WHAT IS BEING ASKED: Pull out every line of the listing below that contains the word "here", and copy each of those lines in full.

(Labeled region listing)

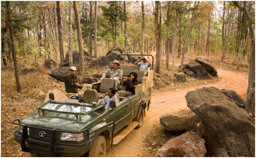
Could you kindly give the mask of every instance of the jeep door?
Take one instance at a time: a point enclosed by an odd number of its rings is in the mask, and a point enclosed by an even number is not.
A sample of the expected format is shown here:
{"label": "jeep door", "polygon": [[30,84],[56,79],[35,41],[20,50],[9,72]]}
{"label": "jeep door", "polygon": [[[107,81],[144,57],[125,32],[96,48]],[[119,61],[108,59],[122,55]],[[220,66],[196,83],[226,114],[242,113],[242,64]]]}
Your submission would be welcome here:
{"label": "jeep door", "polygon": [[129,99],[123,100],[110,111],[110,121],[115,122],[114,134],[129,122],[130,104]]}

COMPLETE OUTPUT:
A sample of the expected format is shown here:
Your submission would be welcome here:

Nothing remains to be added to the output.